### Work required
Nothing after the line with "Where can the palm tree be" belongs in the copy; extract the lines below from the top through that line, pictures left out.

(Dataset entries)

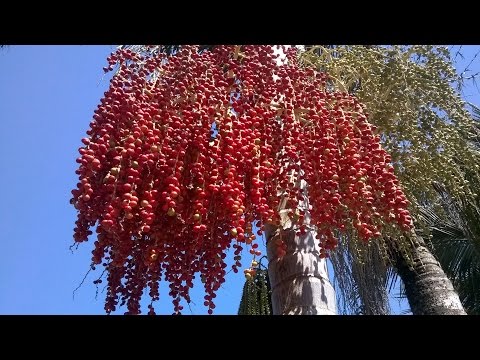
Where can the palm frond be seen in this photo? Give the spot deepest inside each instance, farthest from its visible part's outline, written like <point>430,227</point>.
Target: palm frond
<point>361,279</point>
<point>456,247</point>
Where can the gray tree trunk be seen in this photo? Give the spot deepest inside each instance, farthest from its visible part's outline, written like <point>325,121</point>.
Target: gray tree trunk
<point>428,289</point>
<point>299,281</point>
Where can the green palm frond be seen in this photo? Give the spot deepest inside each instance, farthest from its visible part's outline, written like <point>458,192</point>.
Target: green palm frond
<point>456,247</point>
<point>361,278</point>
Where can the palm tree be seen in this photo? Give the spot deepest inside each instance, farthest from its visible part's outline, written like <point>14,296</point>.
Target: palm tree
<point>299,281</point>
<point>455,241</point>
<point>425,126</point>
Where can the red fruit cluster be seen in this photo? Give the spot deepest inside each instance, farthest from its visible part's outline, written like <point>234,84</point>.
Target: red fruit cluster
<point>186,152</point>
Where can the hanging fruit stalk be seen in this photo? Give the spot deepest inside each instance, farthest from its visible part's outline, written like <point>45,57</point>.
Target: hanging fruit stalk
<point>185,153</point>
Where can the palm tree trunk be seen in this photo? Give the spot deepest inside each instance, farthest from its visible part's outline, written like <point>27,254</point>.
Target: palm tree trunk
<point>428,289</point>
<point>299,280</point>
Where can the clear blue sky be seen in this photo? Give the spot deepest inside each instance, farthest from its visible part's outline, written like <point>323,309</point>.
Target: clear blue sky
<point>47,98</point>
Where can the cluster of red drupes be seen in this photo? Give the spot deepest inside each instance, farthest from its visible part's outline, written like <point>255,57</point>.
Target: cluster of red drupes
<point>186,152</point>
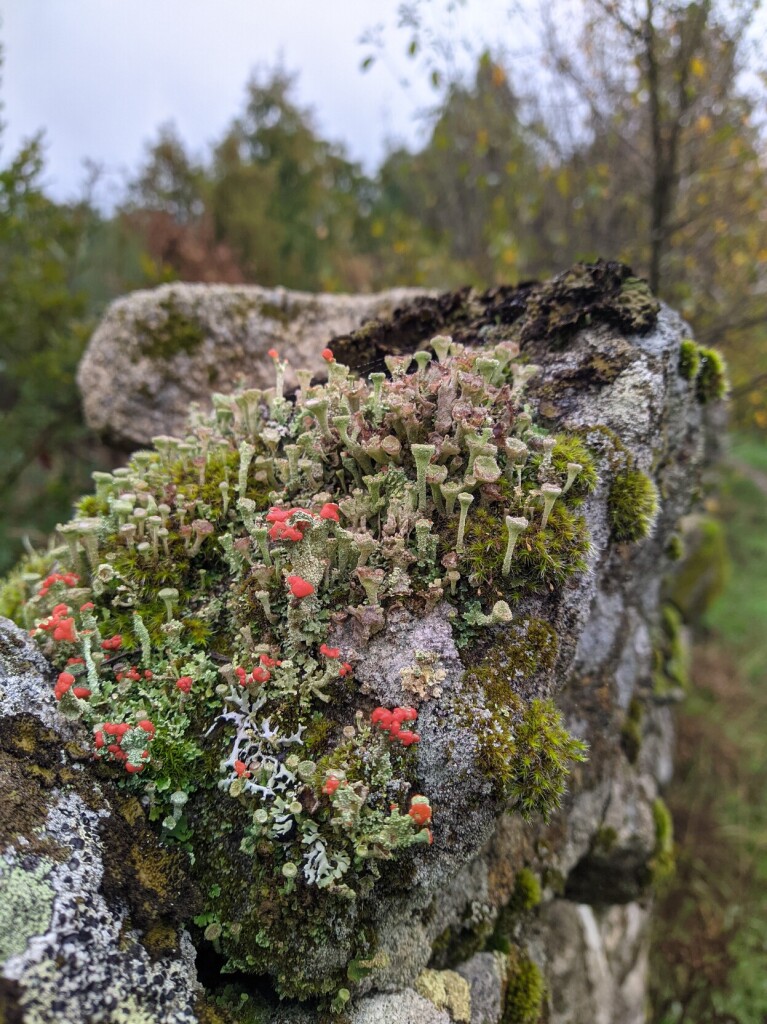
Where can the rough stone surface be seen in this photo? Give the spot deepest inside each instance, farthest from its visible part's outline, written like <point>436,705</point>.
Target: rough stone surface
<point>157,351</point>
<point>595,856</point>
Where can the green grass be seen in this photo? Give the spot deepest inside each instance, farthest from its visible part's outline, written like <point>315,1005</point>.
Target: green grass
<point>711,932</point>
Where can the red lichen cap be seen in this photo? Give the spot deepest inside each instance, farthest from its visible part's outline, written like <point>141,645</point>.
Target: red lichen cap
<point>299,587</point>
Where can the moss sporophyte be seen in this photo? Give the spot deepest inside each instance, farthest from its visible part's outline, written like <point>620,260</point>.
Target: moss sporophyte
<point>194,611</point>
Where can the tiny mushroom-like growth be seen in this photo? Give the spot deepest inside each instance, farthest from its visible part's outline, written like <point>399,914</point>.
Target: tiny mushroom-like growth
<point>464,500</point>
<point>514,526</point>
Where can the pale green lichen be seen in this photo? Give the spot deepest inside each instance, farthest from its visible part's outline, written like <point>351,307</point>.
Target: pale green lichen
<point>446,990</point>
<point>632,506</point>
<point>204,624</point>
<point>26,905</point>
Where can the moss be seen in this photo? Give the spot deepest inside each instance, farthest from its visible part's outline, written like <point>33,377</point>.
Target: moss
<point>701,574</point>
<point>526,894</point>
<point>711,384</point>
<point>671,655</point>
<point>176,332</point>
<point>632,506</point>
<point>631,731</point>
<point>525,990</point>
<point>526,753</point>
<point>689,359</point>
<point>26,905</point>
<point>663,863</point>
<point>544,559</point>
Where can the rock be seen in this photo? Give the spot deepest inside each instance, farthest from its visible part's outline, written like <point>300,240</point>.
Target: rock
<point>499,914</point>
<point>157,351</point>
<point>69,949</point>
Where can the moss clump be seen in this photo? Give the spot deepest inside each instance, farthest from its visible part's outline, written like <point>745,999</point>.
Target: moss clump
<point>175,333</point>
<point>689,359</point>
<point>525,990</point>
<point>711,384</point>
<point>663,863</point>
<point>189,611</point>
<point>526,894</point>
<point>671,656</point>
<point>632,506</point>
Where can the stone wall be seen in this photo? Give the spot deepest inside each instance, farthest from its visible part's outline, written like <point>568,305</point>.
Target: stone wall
<point>503,919</point>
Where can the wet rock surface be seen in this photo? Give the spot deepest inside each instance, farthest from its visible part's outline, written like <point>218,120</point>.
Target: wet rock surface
<point>501,913</point>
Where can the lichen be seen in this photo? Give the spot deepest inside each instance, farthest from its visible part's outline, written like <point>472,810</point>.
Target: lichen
<point>175,332</point>
<point>446,990</point>
<point>632,506</point>
<point>190,611</point>
<point>689,359</point>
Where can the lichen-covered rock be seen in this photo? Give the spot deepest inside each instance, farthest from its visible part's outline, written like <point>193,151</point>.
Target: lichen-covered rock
<point>316,642</point>
<point>70,950</point>
<point>155,352</point>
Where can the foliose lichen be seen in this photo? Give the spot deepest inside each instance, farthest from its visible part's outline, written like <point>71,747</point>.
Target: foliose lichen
<point>192,605</point>
<point>632,506</point>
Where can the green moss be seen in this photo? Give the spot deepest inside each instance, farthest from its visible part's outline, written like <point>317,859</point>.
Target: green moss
<point>267,858</point>
<point>632,506</point>
<point>525,990</point>
<point>689,359</point>
<point>702,573</point>
<point>605,839</point>
<point>176,332</point>
<point>544,559</point>
<point>711,384</point>
<point>526,894</point>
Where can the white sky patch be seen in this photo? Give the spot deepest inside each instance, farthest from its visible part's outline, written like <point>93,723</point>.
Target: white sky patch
<point>100,76</point>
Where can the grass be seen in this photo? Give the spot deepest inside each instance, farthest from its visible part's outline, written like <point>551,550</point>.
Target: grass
<point>711,926</point>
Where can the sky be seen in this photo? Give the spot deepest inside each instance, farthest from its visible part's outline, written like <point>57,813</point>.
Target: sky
<point>100,76</point>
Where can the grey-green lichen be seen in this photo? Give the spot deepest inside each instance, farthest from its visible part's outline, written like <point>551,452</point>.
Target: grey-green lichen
<point>190,611</point>
<point>663,862</point>
<point>525,989</point>
<point>26,904</point>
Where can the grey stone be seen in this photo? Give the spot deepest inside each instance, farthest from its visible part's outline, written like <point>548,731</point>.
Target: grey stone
<point>157,351</point>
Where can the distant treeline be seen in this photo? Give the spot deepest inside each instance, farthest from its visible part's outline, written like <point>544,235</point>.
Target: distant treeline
<point>646,147</point>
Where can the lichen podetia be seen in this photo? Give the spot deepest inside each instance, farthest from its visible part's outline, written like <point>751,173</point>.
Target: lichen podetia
<point>190,610</point>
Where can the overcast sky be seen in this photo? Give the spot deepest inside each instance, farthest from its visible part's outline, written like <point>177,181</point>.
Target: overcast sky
<point>100,76</point>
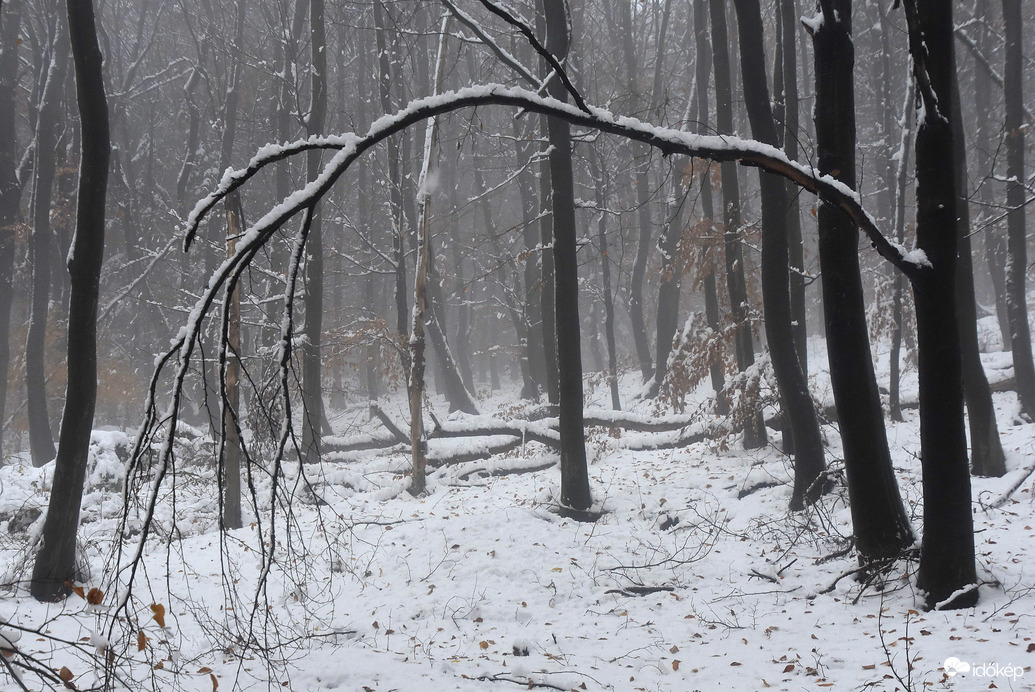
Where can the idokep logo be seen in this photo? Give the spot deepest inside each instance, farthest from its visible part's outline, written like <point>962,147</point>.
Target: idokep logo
<point>954,666</point>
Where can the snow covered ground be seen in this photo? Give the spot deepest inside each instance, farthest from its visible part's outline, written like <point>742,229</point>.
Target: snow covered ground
<point>695,577</point>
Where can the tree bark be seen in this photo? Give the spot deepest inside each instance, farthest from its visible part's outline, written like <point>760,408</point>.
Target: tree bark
<point>385,79</point>
<point>1016,242</point>
<point>313,407</point>
<point>609,301</point>
<point>56,560</point>
<point>10,188</point>
<point>881,525</point>
<point>947,570</point>
<point>703,70</point>
<point>808,461</point>
<point>231,468</point>
<point>574,475</point>
<point>40,244</point>
<point>986,451</point>
<point>755,431</point>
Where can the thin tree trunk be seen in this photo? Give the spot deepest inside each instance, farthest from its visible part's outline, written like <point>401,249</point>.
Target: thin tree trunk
<point>798,407</point>
<point>40,242</point>
<point>418,443</point>
<point>574,475</point>
<point>1016,242</point>
<point>879,518</point>
<point>796,246</point>
<point>231,468</point>
<point>56,560</point>
<point>609,301</point>
<point>703,67</point>
<point>755,431</point>
<point>313,407</point>
<point>947,571</point>
<point>385,80</point>
<point>986,451</point>
<point>898,286</point>
<point>10,188</point>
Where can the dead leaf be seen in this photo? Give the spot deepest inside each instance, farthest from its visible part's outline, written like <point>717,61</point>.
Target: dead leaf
<point>159,613</point>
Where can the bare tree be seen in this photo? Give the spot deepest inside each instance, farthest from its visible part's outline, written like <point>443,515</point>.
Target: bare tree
<point>1016,240</point>
<point>56,560</point>
<point>10,187</point>
<point>41,244</point>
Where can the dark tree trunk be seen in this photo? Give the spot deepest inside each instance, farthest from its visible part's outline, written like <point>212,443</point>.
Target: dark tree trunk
<point>574,475</point>
<point>40,243</point>
<point>947,571</point>
<point>755,431</point>
<point>798,407</point>
<point>1016,242</point>
<point>10,189</point>
<point>898,286</point>
<point>313,407</point>
<point>986,452</point>
<point>56,560</point>
<point>231,468</point>
<point>879,518</point>
<point>796,247</point>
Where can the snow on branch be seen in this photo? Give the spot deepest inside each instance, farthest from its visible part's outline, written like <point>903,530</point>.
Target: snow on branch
<point>669,141</point>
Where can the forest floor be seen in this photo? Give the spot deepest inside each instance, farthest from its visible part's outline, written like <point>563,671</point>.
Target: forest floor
<point>696,576</point>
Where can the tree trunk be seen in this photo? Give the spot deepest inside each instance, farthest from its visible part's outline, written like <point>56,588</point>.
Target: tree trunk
<point>574,475</point>
<point>898,286</point>
<point>796,247</point>
<point>755,430</point>
<point>313,407</point>
<point>10,189</point>
<point>798,407</point>
<point>947,571</point>
<point>385,80</point>
<point>1016,242</point>
<point>703,70</point>
<point>879,519</point>
<point>609,302</point>
<point>231,468</point>
<point>986,451</point>
<point>56,560</point>
<point>40,242</point>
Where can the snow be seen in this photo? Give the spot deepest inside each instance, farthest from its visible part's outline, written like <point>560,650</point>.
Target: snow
<point>381,591</point>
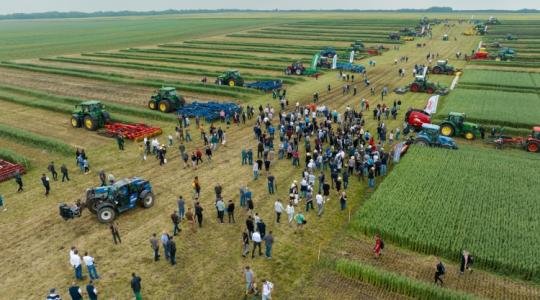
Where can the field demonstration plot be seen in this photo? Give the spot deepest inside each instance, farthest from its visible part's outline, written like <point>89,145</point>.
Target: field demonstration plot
<point>493,107</point>
<point>492,216</point>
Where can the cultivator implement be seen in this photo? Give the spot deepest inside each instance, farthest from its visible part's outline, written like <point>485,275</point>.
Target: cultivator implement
<point>135,132</point>
<point>8,169</point>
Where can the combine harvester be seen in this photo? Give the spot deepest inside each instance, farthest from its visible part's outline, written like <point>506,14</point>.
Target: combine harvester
<point>92,116</point>
<point>233,78</point>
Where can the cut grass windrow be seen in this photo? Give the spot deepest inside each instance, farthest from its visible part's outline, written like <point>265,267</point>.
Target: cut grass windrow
<point>71,101</point>
<point>185,60</point>
<point>393,282</point>
<point>306,38</point>
<point>168,69</point>
<point>240,48</point>
<point>119,78</point>
<point>28,138</point>
<point>265,45</point>
<point>212,55</point>
<point>14,157</point>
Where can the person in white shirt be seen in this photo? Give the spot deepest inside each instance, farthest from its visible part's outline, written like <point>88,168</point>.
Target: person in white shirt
<point>256,238</point>
<point>320,202</point>
<point>278,207</point>
<point>75,261</point>
<point>267,289</point>
<point>89,262</point>
<point>290,212</point>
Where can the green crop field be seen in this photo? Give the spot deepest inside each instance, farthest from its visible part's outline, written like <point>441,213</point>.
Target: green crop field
<point>441,201</point>
<point>494,107</point>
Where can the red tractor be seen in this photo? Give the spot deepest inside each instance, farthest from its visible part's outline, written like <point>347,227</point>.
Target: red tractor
<point>296,68</point>
<point>415,118</point>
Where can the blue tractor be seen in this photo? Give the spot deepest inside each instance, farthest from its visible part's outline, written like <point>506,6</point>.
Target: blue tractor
<point>109,201</point>
<point>430,136</point>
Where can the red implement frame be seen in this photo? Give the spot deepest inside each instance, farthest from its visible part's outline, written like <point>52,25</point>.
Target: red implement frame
<point>8,169</point>
<point>135,132</point>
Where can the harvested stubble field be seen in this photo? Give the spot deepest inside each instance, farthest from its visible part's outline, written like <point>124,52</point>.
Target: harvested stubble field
<point>210,264</point>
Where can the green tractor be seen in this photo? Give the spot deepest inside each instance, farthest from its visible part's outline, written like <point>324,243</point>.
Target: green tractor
<point>230,78</point>
<point>443,67</point>
<point>166,100</point>
<point>455,125</point>
<point>90,115</point>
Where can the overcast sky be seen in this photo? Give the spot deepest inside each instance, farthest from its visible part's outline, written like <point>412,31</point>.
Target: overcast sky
<point>27,6</point>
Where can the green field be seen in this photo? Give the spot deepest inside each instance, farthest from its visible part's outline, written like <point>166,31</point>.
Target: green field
<point>33,38</point>
<point>441,201</point>
<point>494,107</point>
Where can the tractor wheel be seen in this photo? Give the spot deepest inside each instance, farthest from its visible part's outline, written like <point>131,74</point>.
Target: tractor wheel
<point>164,106</point>
<point>106,214</point>
<point>533,147</point>
<point>421,142</point>
<point>75,122</point>
<point>447,130</point>
<point>148,200</point>
<point>90,123</point>
<point>469,136</point>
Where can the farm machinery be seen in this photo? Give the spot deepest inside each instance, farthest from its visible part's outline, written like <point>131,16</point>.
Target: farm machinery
<point>9,170</point>
<point>430,136</point>
<point>455,125</point>
<point>443,67</point>
<point>530,143</point>
<point>92,116</point>
<point>109,201</point>
<point>166,100</point>
<point>233,78</point>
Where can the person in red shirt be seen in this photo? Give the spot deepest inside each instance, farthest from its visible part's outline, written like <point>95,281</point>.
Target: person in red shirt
<point>378,246</point>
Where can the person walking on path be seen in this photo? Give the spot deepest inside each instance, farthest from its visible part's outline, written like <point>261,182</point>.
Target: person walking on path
<point>198,213</point>
<point>164,243</point>
<point>90,266</point>
<point>267,289</point>
<point>249,278</point>
<point>379,246</point>
<point>18,180</point>
<point>245,243</point>
<point>91,290</point>
<point>220,206</point>
<point>172,250</point>
<point>64,170</point>
<point>155,246</point>
<point>115,233</point>
<point>176,220</point>
<point>52,169</point>
<point>191,219</point>
<point>181,207</point>
<point>75,291</point>
<point>278,208</point>
<point>230,211</point>
<point>46,184</point>
<point>439,271</point>
<point>75,261</point>
<point>290,212</point>
<point>136,286</point>
<point>256,238</point>
<point>268,243</point>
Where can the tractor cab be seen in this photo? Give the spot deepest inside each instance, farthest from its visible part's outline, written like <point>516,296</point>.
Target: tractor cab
<point>90,115</point>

### Answer to this task
Where can the palm frond be seen in this photo? Give the spot deepest inside each instance, farthest from its visible part's outline, written like <point>430,227</point>.
Target: palm frond
<point>361,279</point>
<point>456,247</point>
Where can the gray tree trunk be seen in this photo? Give the spot deepest inside each instance, farthest from its visible part's outline, written like <point>325,121</point>.
Target: gray tree trunk
<point>428,289</point>
<point>299,281</point>
Where can the green palm frond be seen in this photo? Give the spot deepest inside each instance, farthest from its visible part's outline, written like <point>458,192</point>.
Target: green palm frond
<point>456,247</point>
<point>361,278</point>
Where can the palm tree be seen in this photo? Give the spot deepest inside each instance, farthest from its visible part's outline, written like <point>14,296</point>.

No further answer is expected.